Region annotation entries
-- start --
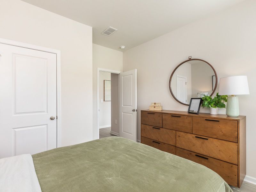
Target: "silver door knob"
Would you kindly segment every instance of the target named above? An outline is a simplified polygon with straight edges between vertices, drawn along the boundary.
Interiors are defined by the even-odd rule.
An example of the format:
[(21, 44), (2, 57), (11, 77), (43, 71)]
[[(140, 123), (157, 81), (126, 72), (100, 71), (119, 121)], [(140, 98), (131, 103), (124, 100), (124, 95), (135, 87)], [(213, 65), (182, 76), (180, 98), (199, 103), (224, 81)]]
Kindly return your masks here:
-- end --
Render each line of the rows above as a Markdown table with the columns "Number" and "Line", skipping blank lines and leaving out the pictures.

• [Task solution]:
| Number | Line |
|---|---|
| 1 | Target: "silver door knob" |
| 2 | Would you kindly segment every instance of the target named above? An outline is a simplified polygon with straight edges between vertices, drawn along the boundary. |
| 3 | Interiors are defined by the even-odd rule. |
| 4 | An example of the format: |
| 5 | [(21, 44), (2, 57), (11, 77), (43, 71)] |
| 6 | [[(140, 123), (157, 81), (126, 72), (100, 71), (119, 121)], [(140, 98), (131, 103), (124, 100), (124, 95), (135, 87)], [(213, 65), (182, 76), (180, 98), (199, 103), (224, 81)]] |
| 7 | Kindly return your masks here: |